%%

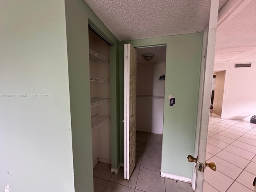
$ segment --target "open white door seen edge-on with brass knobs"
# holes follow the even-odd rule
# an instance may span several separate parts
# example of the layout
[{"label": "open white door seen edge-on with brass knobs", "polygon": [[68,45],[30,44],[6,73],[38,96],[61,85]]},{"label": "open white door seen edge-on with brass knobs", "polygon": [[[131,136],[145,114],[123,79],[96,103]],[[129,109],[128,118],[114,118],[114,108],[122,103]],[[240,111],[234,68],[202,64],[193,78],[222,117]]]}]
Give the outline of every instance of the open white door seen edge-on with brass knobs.
[{"label": "open white door seen edge-on with brass knobs", "polygon": [[195,192],[202,192],[202,186],[204,181],[203,171],[206,166],[210,166],[209,164],[206,164],[205,156],[208,122],[210,115],[218,7],[219,0],[211,0],[209,25],[204,29],[203,35],[200,90],[198,98],[198,118],[194,151],[194,157],[196,159],[193,160],[190,158],[190,160],[193,161],[194,164],[192,188]]}]

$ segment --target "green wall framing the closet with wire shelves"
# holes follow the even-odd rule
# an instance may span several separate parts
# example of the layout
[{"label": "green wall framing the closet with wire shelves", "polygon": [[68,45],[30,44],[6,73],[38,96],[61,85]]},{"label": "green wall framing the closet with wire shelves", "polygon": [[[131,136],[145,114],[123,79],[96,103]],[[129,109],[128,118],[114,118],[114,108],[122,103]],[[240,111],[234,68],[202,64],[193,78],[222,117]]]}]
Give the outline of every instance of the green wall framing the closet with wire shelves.
[{"label": "green wall framing the closet with wire shelves", "polygon": [[119,42],[83,0],[65,0],[75,190],[93,191],[88,22],[110,41],[112,168],[119,154]]}]

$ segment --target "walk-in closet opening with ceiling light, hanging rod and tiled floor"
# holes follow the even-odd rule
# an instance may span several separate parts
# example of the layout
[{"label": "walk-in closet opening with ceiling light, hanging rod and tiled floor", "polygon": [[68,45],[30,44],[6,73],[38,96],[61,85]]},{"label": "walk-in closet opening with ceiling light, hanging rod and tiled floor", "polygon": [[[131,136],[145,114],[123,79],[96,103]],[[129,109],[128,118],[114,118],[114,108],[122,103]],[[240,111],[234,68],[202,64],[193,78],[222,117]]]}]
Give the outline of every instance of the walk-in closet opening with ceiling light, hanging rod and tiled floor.
[{"label": "walk-in closet opening with ceiling light, hanging rod and tiled floor", "polygon": [[136,166],[160,170],[166,45],[136,48],[136,51]]}]

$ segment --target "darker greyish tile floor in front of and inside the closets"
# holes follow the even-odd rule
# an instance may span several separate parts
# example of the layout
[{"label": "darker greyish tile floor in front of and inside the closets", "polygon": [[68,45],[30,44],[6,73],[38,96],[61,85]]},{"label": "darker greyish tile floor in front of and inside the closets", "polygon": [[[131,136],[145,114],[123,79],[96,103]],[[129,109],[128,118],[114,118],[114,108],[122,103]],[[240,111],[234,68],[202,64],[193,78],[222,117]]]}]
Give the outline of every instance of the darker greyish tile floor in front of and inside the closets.
[{"label": "darker greyish tile floor in front of and inside the closets", "polygon": [[94,192],[193,192],[191,184],[160,176],[162,135],[136,133],[136,167],[130,180],[124,169],[110,173],[110,165],[99,162],[93,170]]}]

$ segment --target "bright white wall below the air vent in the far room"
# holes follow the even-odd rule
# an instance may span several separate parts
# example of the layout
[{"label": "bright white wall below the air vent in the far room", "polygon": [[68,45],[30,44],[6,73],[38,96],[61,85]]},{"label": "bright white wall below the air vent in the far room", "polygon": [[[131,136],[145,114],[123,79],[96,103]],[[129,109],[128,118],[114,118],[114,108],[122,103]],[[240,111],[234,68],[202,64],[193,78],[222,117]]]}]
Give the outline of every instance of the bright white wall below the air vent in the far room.
[{"label": "bright white wall below the air vent in the far room", "polygon": [[[244,119],[256,114],[256,66],[234,68],[234,64],[214,64],[214,71],[226,70],[222,118]],[[226,93],[228,92],[228,93]]]}]

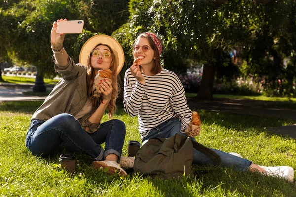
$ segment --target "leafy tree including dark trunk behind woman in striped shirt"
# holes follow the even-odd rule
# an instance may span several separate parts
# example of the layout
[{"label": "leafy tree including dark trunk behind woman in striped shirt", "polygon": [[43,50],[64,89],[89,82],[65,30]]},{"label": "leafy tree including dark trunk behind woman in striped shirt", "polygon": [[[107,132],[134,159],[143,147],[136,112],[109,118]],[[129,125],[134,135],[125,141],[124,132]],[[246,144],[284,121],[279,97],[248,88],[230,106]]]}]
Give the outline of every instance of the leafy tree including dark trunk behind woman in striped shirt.
[{"label": "leafy tree including dark trunk behind woman in striped shirt", "polygon": [[[199,99],[211,100],[215,62],[222,51],[250,34],[253,2],[239,0],[215,4],[208,0],[131,0],[130,18],[113,33],[131,53],[131,44],[140,32],[153,31],[164,41],[164,66],[175,72],[186,70],[186,60],[204,65]],[[138,6],[140,5],[140,6]],[[127,58],[128,59],[128,58]],[[131,65],[131,60],[127,61]]]}]

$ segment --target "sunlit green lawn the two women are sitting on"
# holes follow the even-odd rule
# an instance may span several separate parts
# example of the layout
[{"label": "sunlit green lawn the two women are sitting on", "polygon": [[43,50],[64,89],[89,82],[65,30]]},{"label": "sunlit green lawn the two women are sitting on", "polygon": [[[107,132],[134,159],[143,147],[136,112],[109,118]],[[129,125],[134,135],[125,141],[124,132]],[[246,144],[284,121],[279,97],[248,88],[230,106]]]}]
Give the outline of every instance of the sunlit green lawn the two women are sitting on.
[{"label": "sunlit green lawn the two women are sitting on", "polygon": [[[296,194],[296,183],[213,166],[195,166],[195,176],[181,180],[108,175],[94,170],[91,158],[83,154],[76,154],[76,173],[70,176],[60,168],[58,154],[42,159],[31,155],[25,147],[30,118],[41,103],[0,104],[0,196],[293,197]],[[200,111],[200,116],[203,130],[196,139],[202,144],[240,153],[256,164],[288,165],[296,169],[296,140],[266,130],[293,122],[206,111]],[[122,107],[114,118],[126,124],[123,147],[126,156],[127,142],[140,141],[137,118],[129,117]]]}]

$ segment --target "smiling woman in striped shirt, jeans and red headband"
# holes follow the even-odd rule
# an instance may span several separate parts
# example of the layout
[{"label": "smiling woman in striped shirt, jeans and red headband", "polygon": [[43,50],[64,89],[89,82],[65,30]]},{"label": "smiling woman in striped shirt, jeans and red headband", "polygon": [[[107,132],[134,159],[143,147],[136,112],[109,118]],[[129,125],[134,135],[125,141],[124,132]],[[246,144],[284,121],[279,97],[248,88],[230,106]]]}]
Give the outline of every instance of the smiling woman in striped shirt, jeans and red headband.
[{"label": "smiling woman in striped shirt, jeans and red headband", "polygon": [[[125,72],[124,110],[138,116],[143,143],[153,137],[170,137],[184,132],[192,119],[185,91],[177,75],[160,65],[161,40],[151,32],[141,33],[134,44],[134,59],[139,59]],[[197,130],[200,130],[198,128]],[[195,138],[192,138],[195,140]],[[222,166],[240,171],[261,172],[293,181],[291,167],[263,167],[235,155],[212,149],[222,160]],[[213,164],[203,153],[194,149],[193,164]]]}]

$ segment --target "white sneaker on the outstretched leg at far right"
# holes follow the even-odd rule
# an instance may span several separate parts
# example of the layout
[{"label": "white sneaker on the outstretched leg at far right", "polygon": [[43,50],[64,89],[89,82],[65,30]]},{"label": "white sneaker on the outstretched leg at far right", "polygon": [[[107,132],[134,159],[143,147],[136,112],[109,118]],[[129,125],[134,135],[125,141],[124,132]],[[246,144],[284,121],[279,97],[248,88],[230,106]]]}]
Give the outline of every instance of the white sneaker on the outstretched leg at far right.
[{"label": "white sneaker on the outstretched leg at far right", "polygon": [[277,176],[284,177],[286,180],[293,182],[294,181],[294,170],[292,167],[288,166],[278,166],[278,167],[264,167],[259,166],[266,171],[267,176]]}]

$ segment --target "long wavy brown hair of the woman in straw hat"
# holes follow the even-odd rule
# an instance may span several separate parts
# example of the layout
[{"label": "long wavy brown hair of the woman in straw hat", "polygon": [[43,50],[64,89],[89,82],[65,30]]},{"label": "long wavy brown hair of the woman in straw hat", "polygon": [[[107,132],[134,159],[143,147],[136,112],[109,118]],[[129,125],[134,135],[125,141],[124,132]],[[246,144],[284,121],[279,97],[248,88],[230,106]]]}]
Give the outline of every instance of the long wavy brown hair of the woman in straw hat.
[{"label": "long wavy brown hair of the woman in straw hat", "polygon": [[[107,46],[110,49],[111,52],[111,57],[112,57],[112,61],[110,64],[110,70],[112,71],[112,87],[113,87],[113,91],[112,91],[112,96],[110,99],[110,102],[107,106],[107,110],[108,110],[108,118],[111,119],[114,112],[116,111],[116,99],[118,96],[118,83],[117,83],[117,67],[118,65],[116,64],[116,57],[112,51],[112,49],[106,45],[106,44],[98,44],[94,47],[94,49],[97,46]],[[93,95],[93,85],[94,85],[94,80],[95,80],[95,69],[92,67],[91,62],[90,62],[90,58],[91,58],[91,53],[89,54],[88,57],[88,61],[87,61],[87,87],[88,87],[88,96],[92,102],[93,107],[98,107],[99,104],[103,101],[103,95],[101,95],[99,98],[95,97]]]}]

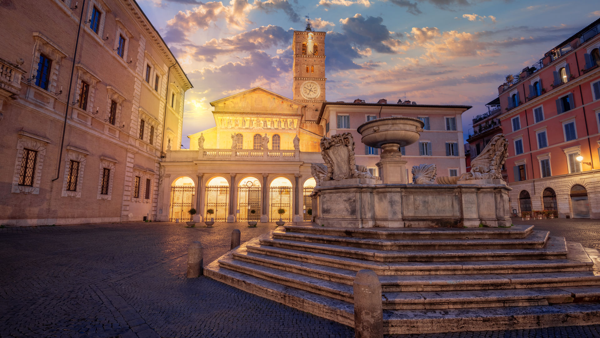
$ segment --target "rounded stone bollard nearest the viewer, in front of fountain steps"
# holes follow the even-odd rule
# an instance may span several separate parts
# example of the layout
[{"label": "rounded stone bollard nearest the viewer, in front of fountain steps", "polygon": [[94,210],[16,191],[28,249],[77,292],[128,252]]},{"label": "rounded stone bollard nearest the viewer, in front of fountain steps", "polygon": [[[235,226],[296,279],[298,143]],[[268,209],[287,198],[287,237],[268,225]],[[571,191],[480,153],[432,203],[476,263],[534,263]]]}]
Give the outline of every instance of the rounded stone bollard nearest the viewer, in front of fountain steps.
[{"label": "rounded stone bollard nearest the viewer, in front of fountain steps", "polygon": [[373,270],[354,278],[354,332],[356,338],[383,338],[381,283]]}]

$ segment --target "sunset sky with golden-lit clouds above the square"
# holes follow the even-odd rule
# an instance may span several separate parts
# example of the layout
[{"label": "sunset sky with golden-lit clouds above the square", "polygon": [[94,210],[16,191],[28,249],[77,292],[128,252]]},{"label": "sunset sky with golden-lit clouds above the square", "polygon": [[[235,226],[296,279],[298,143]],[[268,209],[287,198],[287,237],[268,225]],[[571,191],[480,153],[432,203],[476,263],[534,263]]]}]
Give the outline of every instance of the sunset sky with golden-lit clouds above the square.
[{"label": "sunset sky with golden-lit clouds above the square", "polygon": [[326,31],[326,99],[471,105],[600,17],[599,1],[137,0],[194,88],[182,144],[215,125],[209,102],[260,86],[292,97],[292,31]]}]

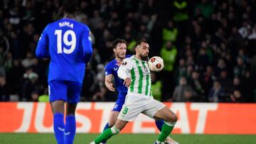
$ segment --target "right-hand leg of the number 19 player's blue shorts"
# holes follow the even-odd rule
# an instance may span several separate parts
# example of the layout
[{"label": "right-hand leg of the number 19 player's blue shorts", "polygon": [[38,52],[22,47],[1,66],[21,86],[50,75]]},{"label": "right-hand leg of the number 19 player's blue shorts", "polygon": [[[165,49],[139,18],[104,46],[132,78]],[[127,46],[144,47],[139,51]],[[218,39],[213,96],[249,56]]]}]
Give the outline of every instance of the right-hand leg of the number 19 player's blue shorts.
[{"label": "right-hand leg of the number 19 player's blue shorts", "polygon": [[82,84],[80,84],[79,82],[71,82],[71,81],[66,81],[66,84],[68,85],[67,102],[69,104],[78,104],[78,102],[80,101]]}]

%%

Your output must be the exact lines from the one containing "Give the outline of every instance of the right-hand" through the end of the data above, both included, and nothing more.

ANSWER TO THIS TASK:
Give the outline of every instance of the right-hand leg of the number 19 player's blue shorts.
[{"label": "right-hand leg of the number 19 player's blue shorts", "polygon": [[82,84],[80,84],[79,82],[71,82],[71,81],[66,81],[66,84],[68,85],[67,102],[69,104],[78,104],[78,102],[80,101]]}]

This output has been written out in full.